- [Your goal]
Set every record down again, identical to the original.

- [Data under study]
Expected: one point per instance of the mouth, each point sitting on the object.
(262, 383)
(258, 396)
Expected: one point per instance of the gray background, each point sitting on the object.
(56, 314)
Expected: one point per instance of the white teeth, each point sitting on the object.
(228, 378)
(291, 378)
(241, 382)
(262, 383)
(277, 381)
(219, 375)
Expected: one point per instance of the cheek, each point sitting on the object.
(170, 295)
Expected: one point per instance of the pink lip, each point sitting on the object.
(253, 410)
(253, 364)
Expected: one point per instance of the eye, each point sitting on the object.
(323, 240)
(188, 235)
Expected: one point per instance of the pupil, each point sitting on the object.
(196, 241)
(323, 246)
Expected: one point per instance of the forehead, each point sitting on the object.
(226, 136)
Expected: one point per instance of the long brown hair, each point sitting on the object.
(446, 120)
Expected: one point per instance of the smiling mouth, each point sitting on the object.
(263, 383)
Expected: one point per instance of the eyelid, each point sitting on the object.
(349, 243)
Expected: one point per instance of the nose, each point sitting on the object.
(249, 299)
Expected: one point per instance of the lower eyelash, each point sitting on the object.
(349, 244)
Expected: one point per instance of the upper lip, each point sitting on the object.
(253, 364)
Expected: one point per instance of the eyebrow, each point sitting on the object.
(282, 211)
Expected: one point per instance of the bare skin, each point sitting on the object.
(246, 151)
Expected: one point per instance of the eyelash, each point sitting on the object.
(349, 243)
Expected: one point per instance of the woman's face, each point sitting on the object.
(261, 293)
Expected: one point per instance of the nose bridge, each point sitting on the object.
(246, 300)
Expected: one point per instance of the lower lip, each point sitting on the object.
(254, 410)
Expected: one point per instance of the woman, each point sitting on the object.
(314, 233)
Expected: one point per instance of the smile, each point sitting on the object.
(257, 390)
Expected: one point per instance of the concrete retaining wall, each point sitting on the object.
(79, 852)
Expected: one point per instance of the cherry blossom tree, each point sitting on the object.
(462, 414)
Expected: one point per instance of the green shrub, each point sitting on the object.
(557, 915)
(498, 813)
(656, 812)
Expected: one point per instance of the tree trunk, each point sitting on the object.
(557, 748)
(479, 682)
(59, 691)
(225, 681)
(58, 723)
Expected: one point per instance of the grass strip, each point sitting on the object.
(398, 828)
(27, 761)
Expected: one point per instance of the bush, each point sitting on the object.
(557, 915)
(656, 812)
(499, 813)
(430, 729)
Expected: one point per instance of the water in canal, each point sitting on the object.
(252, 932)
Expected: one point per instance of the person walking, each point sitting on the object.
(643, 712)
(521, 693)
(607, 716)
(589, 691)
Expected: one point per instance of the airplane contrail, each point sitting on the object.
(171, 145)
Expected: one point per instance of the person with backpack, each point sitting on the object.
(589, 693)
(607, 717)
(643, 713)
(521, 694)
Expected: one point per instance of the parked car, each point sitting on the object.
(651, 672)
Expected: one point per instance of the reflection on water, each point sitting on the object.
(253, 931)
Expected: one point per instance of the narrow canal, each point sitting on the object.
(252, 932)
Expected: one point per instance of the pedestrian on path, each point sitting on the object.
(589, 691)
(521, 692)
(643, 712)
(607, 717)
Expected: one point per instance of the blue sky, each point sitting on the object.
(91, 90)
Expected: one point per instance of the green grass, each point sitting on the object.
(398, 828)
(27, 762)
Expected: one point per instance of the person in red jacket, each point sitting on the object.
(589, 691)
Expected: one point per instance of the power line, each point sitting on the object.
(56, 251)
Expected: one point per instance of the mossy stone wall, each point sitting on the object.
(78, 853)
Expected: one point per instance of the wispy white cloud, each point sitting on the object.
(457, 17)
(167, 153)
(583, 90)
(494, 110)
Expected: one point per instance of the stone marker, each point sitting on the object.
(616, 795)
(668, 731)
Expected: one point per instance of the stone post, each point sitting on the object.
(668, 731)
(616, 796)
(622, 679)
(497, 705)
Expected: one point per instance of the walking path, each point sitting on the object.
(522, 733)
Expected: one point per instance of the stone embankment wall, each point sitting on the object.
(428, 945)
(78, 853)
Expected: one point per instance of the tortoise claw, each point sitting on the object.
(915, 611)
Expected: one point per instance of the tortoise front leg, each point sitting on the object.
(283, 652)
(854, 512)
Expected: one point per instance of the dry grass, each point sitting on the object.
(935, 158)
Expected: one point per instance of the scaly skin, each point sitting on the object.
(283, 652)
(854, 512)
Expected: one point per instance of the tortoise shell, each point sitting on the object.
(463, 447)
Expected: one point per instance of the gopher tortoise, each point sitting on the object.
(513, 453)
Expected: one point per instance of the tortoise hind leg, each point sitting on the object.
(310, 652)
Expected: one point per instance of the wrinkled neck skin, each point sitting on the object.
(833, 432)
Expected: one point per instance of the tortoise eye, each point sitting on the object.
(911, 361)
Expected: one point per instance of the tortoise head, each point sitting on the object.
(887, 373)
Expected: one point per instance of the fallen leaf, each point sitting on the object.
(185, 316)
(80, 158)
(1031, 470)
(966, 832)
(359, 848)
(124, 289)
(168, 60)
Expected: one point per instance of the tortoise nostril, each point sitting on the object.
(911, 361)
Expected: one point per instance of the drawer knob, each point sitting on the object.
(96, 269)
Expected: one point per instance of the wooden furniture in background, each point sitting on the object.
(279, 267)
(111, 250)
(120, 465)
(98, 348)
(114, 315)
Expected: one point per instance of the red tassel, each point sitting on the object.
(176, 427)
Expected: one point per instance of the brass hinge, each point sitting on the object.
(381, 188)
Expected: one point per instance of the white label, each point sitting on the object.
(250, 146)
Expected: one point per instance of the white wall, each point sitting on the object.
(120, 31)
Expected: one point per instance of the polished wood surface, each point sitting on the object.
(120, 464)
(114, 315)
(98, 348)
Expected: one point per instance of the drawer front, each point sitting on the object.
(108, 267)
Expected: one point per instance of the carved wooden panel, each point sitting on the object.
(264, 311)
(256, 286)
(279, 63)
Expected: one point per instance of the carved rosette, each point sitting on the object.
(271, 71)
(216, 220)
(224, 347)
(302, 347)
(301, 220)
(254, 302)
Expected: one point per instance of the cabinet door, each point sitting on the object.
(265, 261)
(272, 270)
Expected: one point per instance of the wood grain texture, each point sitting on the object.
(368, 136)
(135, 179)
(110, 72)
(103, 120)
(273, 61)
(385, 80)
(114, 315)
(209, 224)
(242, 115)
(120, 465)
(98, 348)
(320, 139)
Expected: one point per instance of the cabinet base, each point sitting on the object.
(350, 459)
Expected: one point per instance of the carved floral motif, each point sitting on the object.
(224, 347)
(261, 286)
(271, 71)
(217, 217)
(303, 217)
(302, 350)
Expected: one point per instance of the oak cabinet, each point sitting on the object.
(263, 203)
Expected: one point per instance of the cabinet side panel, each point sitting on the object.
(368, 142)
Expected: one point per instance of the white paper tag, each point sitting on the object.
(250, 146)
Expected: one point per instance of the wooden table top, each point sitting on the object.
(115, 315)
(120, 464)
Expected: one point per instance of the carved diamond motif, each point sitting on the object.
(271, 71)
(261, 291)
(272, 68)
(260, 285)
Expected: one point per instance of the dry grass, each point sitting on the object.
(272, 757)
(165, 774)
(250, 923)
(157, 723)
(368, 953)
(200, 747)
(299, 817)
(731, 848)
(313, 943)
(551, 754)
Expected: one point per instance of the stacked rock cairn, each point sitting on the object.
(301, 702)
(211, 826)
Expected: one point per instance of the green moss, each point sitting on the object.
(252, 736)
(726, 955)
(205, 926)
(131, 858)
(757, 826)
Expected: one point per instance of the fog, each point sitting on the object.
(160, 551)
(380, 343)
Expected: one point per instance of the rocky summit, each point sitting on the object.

- [Exercise output]
Expected: one point per instance of the mouth, each point sitting on the object.
(262, 383)
(258, 396)
Expected: one point per instance of the gray background, each point sitting on the object.
(56, 314)
Expected: one point per instance of the white teeth, each point sitting on the object.
(228, 378)
(291, 378)
(241, 382)
(262, 383)
(277, 381)
(219, 375)
Expected: one point per instance of the cheek, each point sitting on the object.
(170, 295)
Expected: one point per instance of the pink lip, each point sitting on the object.
(253, 410)
(253, 364)
Expected: one point per instance of the eye, each point sitting on the object.
(323, 240)
(188, 235)
Expected: one point per instance of the pupil, each point sitting on the object.
(196, 241)
(323, 246)
Expected: one point per instance of the forehead, each point sitting on the object.
(226, 136)
Expected: one point per instance of the long brown hair, each point sitting on the object.
(446, 120)
Expected: one point per instance of the smiling mouth, each point sitting on the object.
(263, 383)
Expected: one point per instance of the eyelid, each point sitting on the object.
(349, 243)
Expected: one point per instance of the nose, each point sitting on the object.
(249, 299)
Expected: one point per instance of the lower eyelash, each point sitting on the object.
(349, 244)
Expected: one point per instance of the upper lip, each point sitting on the object.
(253, 364)
Expected: one point per instance of the eyebrow, each point sitting on the object.
(282, 211)
Expected: one point per instance of the bare skin, each point sitting on the object.
(246, 151)
Expected: one point per instance of the eyelash, each point sitting on the object.
(349, 243)
Expected: one point per instance of the woman's face, each point sitting on the object.
(261, 293)
Expected: one point per instance of the nose bridge, each point sitting on the object.
(246, 300)
Expected: one point per instance of the lower lip, each point sitting on the object.
(254, 410)
Expected: one point per instance of the woman, each point sitting on the object.
(314, 233)
Expected: one point per instance of the smile, each point sitting on the object.
(257, 390)
Expected: one point per instance of the concrete retaining wall, each point sitting on the object.
(79, 852)
Expected: one point per instance of the cherry blossom tree, each point sitting on the object.
(462, 414)
Expected: one point per instance of the green shrub, each point sitting on the object.
(557, 915)
(498, 813)
(656, 812)
Expected: one point per instance of the tree trunk, each point sitting on the object.
(557, 748)
(479, 682)
(59, 691)
(225, 681)
(58, 723)
Expected: one point per instance of the grass strip, each point sitting on the object.
(398, 828)
(27, 761)
Expected: one point per instance of the bush, each point sitting on the object.
(557, 915)
(656, 812)
(499, 813)
(430, 729)
Expected: one point per instance of the water in canal, each point sitting on the object.
(252, 932)
Expected: one point per instance of the person walking, each point sitting on the object.
(643, 712)
(521, 693)
(607, 716)
(589, 691)
Expected: one point per instance of the airplane contrail, each point sitting on the object.
(171, 145)
Expected: one point per instance of the person with backpack, each point sitting on the object.
(589, 693)
(607, 717)
(643, 713)
(521, 694)
Expected: one point per instance of the parked car, each point sitting on the object.
(651, 672)
Expected: one point per instance of the reflection on water, each point sitting on the object.
(253, 931)
Expected: one point per instance of the narrow canal, each point sitting on the object.
(252, 932)
Expected: one point per instance of the pedestrian on path, each point sitting on the object.
(589, 691)
(521, 692)
(643, 712)
(607, 717)
Expected: one point per instance of the blue sky, each point sitting on the object.
(91, 90)
Expected: one point per instance of the green grass, each point sitting on the object.
(398, 828)
(27, 762)
Expected: one point per instance of the person in red jacket, each point sitting on the object.
(589, 691)
Expected: one point per instance of the power line, each point sitting on the object.
(56, 251)
Expected: one point per instance of the mossy stone wall, each point sitting on the object.
(78, 853)
Expected: one point per instance of the wispy white cloud, each point sitting on the object.
(457, 17)
(167, 153)
(583, 90)
(494, 110)
Expected: one point per instance of the stone marker, each point sitting on the object.
(616, 795)
(668, 731)
Expected: one point per instance of the stone post, each point sitting on the object.
(668, 731)
(616, 796)
(622, 679)
(497, 705)
Expected: one point per instance of the walking path, each point sitting on the object.
(522, 733)
Expected: one point per instance of the stone embankment wall, each point sitting on the object.
(428, 945)
(78, 853)
Expected: one point per instance of the tortoise claw, each point sitting on the object.
(915, 611)
Expected: one point per instance of the tortoise front leg, each point sitting on the object.
(283, 652)
(854, 512)
Expected: one point per instance of the dry grass, each point sitting on the object.
(935, 158)
Expected: one point per instance of the scaly skin, each point sitting on the object.
(283, 652)
(854, 512)
Expected: one point per instance of the tortoise shell, each point sitting on the object.
(463, 447)
Expected: one point per instance of the gopher tortoise, each point sitting on the object.
(513, 453)
Expected: one point per instance of the tortoise hind leg, each point sitting on the object.
(310, 652)
Expected: one point per instance of the wrinkled neck skin, each point sitting on the object.
(833, 432)
Expected: one point per instance of the tortoise eye, each point sitting on the object.
(911, 361)
Expected: one point per instance of the tortoise head, each point sitting on the object.
(887, 373)
Expected: one point per instance of the fallen leaf, each point sitting on the object.
(185, 316)
(80, 158)
(1031, 470)
(966, 832)
(359, 848)
(124, 289)
(168, 60)
Expected: one point per instance of the tortoise nostril, each point sitting on the object.
(911, 361)
Expected: one point per instance of the drawer knob, each point sitting on the object.
(96, 269)
Expected: one point per instance of the wooden furniture in background, each point sitting on the object.
(279, 267)
(111, 250)
(120, 465)
(98, 348)
(114, 315)
Expected: one point per instance of the red tassel, each point sitting on the object.
(176, 427)
Expected: one point per instance of the brass hinge, each point sitting on the object.
(381, 188)
Expected: one point per instance of the white label, each point sitting on the object.
(250, 146)
Expected: one point per instance of the white wall, each point sitting on the object.
(120, 31)
Expected: one point per instance of the polished wood surface, each point sitting on the object.
(120, 464)
(114, 315)
(98, 348)
Expected: one point per instance of the drawer front, each point sitting on the object.
(108, 267)
Expected: one point per instance of the carved wooden panel, each point sitting on the object.
(264, 311)
(256, 286)
(279, 63)
Expected: one point per instance of the carved rosette, each point sitting on the object.
(271, 71)
(216, 220)
(224, 347)
(302, 347)
(301, 220)
(254, 302)
Expected: one point per instance of the cabinet door, each point sitting on the object.
(265, 261)
(272, 270)
Expected: one point per instance of the wood grain texture, each point sitting on the object.
(368, 136)
(135, 179)
(110, 72)
(103, 120)
(273, 61)
(385, 80)
(114, 315)
(209, 224)
(242, 115)
(120, 465)
(98, 348)
(320, 139)
Expected: one point per instance of the cabinet base, each point sitting on the object.
(350, 459)
Expected: one point per instance of the carved floral motif, each point sitting on the object.
(224, 347)
(261, 286)
(271, 71)
(217, 217)
(303, 217)
(302, 350)
Expected: one point per instance of the oak cabinet, each point sitting on the object.
(263, 203)
Expected: one point per instance of the cabinet side panel, each point sitting on the object.
(368, 142)
Expected: one point per instance of the white paper tag, each point sitting on the object.
(250, 146)
Expected: one point per instance of the wooden table top, each point sitting on the object.
(115, 315)
(120, 464)
Expected: one point per instance of the carved diamond motif, each point sitting on the object.
(271, 71)
(261, 291)
(272, 68)
(260, 285)
Expected: one point per instance of the dry grass, each point sitting on the object.
(272, 757)
(165, 774)
(250, 923)
(157, 723)
(368, 953)
(200, 747)
(299, 817)
(731, 848)
(313, 943)
(551, 754)
Expected: one point per instance of the stacked rock cairn, each point sitting on the object.
(301, 702)
(211, 826)
Expected: one point per instance of the green moss, each point sitting on the object.
(252, 736)
(726, 955)
(205, 926)
(131, 858)
(757, 826)
Expected: one point per instance of the fog, each point sitting on the object.
(160, 551)
(380, 343)
Expected: one point per instance of the rocky summit, each point sitting on the object.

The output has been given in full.